** Begin Material for the task **

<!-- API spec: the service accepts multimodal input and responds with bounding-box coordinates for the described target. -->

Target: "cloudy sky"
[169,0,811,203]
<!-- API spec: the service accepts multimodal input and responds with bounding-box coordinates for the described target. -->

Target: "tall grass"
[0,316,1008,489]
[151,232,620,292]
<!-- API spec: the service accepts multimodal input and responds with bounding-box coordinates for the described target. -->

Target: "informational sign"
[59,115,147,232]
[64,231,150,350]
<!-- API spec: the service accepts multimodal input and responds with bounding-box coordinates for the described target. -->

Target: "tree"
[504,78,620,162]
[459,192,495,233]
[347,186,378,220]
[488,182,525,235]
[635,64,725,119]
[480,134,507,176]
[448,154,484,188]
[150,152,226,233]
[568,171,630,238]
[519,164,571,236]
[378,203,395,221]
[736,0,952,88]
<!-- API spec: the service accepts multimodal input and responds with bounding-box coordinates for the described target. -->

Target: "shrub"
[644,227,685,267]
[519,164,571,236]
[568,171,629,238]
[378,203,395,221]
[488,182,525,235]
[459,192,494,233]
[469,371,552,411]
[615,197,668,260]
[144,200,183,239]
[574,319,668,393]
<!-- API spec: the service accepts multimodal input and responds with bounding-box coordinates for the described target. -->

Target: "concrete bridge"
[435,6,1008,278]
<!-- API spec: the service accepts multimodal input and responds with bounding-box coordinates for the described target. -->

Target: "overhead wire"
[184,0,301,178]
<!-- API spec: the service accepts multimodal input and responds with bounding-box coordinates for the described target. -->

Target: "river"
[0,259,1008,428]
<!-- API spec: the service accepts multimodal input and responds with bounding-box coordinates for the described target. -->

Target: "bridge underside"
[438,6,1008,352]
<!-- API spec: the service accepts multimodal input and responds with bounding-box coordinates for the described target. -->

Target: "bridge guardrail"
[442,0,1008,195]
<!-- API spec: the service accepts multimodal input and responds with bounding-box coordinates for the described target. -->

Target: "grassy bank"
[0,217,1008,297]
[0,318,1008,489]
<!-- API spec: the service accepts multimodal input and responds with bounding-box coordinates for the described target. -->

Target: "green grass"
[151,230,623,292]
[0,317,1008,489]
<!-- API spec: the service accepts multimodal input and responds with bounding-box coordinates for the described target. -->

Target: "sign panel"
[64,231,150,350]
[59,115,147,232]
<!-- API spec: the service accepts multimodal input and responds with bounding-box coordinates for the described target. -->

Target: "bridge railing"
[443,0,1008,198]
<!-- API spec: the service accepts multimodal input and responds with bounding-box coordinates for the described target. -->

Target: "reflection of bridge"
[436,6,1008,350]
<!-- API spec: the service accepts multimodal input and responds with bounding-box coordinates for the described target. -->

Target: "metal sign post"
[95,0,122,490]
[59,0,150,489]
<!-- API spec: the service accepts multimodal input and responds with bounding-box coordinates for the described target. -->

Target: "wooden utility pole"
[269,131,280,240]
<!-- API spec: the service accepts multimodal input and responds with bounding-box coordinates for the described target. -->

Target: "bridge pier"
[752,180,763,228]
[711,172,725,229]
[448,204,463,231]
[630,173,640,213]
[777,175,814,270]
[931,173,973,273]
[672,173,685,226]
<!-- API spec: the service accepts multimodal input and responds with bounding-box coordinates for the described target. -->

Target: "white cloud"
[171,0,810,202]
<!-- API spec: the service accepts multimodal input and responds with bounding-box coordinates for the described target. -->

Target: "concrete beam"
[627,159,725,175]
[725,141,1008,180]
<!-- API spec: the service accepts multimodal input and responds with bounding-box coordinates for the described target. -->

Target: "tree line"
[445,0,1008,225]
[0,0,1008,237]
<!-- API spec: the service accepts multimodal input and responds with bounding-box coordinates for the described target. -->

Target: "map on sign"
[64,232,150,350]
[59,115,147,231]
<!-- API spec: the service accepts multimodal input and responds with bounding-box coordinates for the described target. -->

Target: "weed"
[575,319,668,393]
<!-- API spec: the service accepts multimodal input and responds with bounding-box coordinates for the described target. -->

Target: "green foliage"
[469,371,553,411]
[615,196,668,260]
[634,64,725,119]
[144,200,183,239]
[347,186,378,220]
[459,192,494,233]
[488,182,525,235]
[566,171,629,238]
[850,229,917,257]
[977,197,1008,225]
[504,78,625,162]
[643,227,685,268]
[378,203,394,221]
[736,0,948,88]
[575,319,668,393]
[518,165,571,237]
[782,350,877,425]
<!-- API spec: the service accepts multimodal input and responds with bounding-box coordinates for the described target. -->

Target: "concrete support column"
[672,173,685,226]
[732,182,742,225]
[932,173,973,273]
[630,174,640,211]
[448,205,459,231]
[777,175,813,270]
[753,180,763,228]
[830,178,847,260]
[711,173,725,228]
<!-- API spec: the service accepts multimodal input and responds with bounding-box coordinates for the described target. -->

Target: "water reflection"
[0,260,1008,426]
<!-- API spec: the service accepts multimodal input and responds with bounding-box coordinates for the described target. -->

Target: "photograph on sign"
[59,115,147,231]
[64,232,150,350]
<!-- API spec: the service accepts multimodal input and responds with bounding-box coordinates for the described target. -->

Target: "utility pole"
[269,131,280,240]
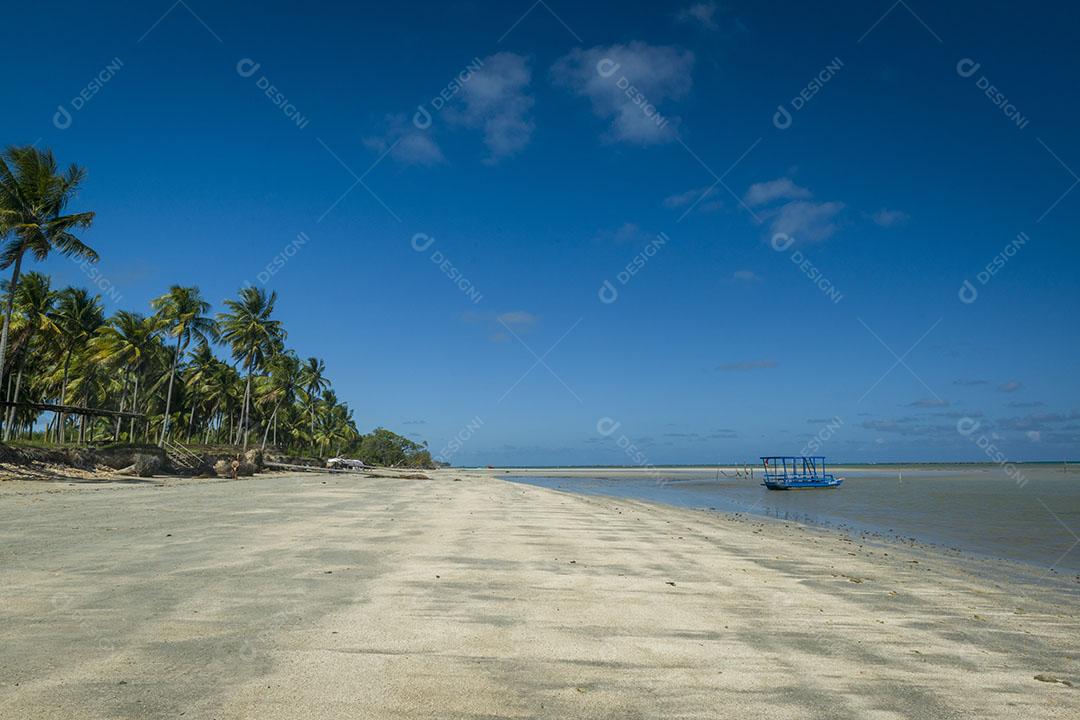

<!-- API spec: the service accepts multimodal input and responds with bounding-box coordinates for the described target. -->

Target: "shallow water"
[503,465,1080,572]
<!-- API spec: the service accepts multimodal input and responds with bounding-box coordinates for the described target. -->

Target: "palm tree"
[260,350,303,450]
[0,146,97,399]
[218,286,286,450]
[150,285,217,445]
[53,287,105,444]
[89,310,159,443]
[0,272,58,443]
[200,361,241,444]
[300,357,330,436]
[184,342,220,443]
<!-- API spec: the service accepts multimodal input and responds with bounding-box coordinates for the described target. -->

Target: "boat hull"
[761,477,843,490]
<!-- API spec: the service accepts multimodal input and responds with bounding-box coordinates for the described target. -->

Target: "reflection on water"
[508,465,1080,572]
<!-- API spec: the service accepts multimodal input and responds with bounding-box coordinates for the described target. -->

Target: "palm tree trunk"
[262,402,281,451]
[158,332,184,447]
[240,353,255,451]
[112,369,132,443]
[203,400,221,445]
[56,350,71,445]
[127,370,138,445]
[0,253,23,425]
[3,341,33,443]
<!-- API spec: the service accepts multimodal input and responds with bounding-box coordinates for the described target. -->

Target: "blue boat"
[761,456,843,490]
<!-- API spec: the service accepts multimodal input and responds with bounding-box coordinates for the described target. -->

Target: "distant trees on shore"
[0,147,430,464]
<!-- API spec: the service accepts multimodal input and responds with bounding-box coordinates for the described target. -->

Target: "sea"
[501,463,1080,574]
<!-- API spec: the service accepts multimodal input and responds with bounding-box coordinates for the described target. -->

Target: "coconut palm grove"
[0,147,432,466]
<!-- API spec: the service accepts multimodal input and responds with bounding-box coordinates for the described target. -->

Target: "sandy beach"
[0,470,1080,720]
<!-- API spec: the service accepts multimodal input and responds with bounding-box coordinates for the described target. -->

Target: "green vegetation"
[357,427,434,467]
[0,147,421,466]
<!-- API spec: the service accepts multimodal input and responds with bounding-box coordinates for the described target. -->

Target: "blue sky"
[0,0,1080,464]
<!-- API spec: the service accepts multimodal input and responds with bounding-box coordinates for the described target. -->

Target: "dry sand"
[0,471,1080,720]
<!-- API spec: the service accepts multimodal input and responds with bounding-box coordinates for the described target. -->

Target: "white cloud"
[595,222,649,243]
[551,41,693,146]
[870,207,912,228]
[716,359,777,372]
[743,177,813,207]
[446,53,536,163]
[364,116,446,167]
[675,2,720,30]
[771,200,843,242]
[664,187,724,213]
[496,310,540,326]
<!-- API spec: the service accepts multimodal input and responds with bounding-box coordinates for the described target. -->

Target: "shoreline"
[0,470,1080,720]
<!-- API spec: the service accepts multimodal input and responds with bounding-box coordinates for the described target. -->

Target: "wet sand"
[0,471,1080,720]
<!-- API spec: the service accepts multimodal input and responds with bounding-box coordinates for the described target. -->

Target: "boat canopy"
[761,456,825,479]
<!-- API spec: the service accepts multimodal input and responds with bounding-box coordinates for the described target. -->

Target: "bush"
[133,452,161,477]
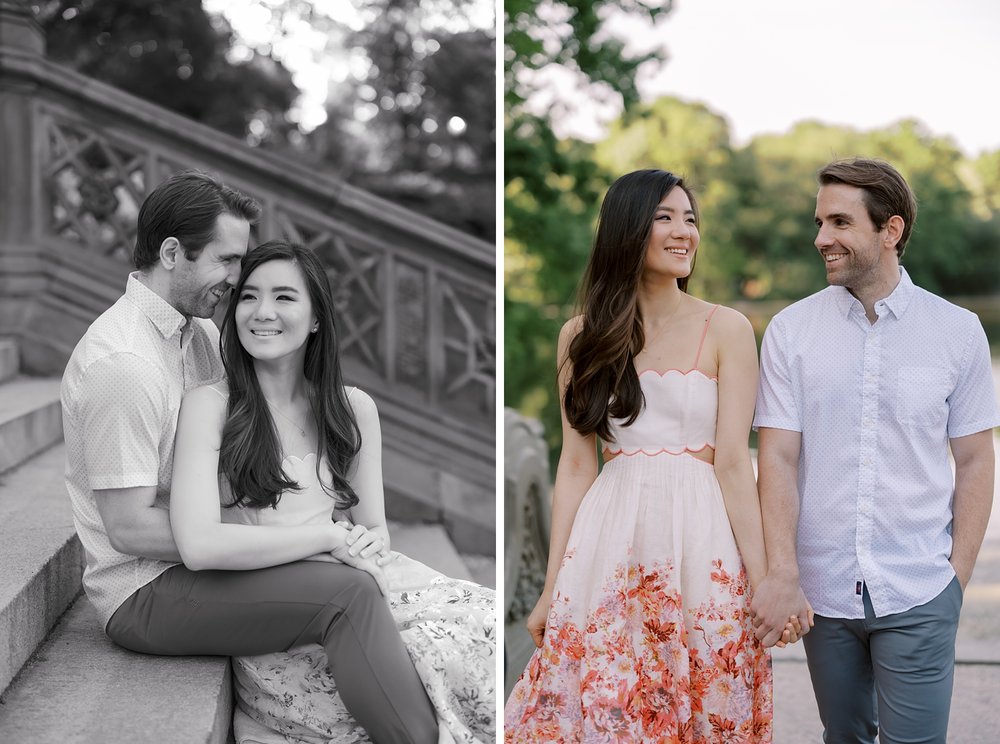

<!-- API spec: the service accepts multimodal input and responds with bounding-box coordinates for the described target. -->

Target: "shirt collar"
[833,266,916,318]
[125,271,188,338]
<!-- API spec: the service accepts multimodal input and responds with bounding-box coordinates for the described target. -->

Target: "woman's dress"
[222,455,496,744]
[504,310,772,744]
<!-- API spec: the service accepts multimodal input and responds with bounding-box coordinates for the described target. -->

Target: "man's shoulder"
[771,286,842,324]
[913,285,979,323]
[62,295,164,398]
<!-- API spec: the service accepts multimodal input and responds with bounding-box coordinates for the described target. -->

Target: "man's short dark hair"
[132,171,260,271]
[818,158,917,258]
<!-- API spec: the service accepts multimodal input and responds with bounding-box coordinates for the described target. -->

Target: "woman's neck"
[254,361,308,406]
[638,277,684,325]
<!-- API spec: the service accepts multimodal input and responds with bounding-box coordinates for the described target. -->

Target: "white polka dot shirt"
[62,273,223,625]
[754,270,1000,618]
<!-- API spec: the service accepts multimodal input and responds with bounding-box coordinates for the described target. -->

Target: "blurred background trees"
[34,0,496,242]
[504,0,1000,464]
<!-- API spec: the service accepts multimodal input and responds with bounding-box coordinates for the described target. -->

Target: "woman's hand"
[330,522,389,597]
[524,592,552,648]
[774,603,815,648]
[336,520,394,566]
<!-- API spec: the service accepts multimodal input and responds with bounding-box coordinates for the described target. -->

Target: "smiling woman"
[504,170,784,744]
[171,240,496,744]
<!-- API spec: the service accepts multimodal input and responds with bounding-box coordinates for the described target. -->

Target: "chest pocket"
[896,367,952,427]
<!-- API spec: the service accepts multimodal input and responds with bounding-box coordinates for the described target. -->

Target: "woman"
[171,241,495,742]
[505,170,797,744]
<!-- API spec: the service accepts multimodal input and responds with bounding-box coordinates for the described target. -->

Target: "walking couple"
[505,158,1000,744]
[62,172,496,744]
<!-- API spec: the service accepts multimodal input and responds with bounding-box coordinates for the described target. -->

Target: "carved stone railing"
[503,408,552,622]
[0,0,496,536]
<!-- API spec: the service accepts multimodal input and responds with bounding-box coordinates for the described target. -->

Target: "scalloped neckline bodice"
[607,369,719,455]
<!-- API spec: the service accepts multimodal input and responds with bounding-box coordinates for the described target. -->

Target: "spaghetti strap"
[691,305,719,369]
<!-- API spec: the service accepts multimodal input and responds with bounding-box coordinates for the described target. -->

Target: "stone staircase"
[0,338,495,744]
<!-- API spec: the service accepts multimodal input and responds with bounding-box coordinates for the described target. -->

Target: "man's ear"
[883,214,906,251]
[160,238,181,271]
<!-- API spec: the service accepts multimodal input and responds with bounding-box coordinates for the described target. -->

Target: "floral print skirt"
[233,554,496,744]
[504,453,772,744]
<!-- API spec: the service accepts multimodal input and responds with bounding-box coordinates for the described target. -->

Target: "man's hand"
[336,520,395,566]
[330,523,389,597]
[951,559,972,594]
[524,593,552,648]
[750,574,813,648]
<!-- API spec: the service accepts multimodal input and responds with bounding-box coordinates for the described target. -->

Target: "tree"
[504,0,672,460]
[35,0,298,145]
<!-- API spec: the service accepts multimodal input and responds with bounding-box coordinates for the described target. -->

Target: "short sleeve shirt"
[754,270,1000,618]
[61,273,223,625]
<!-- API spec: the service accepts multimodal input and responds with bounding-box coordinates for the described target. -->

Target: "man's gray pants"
[802,578,962,744]
[106,561,438,744]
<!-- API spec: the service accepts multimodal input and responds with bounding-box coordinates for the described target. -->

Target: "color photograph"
[502,0,1000,744]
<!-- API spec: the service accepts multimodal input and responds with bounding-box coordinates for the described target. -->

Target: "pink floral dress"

** End Material for the task **

▶ _Objective_: Count the lines in the items above that contain the string "woman", matching case exactly. Reply with the number alone.

▶ _Final result_: 5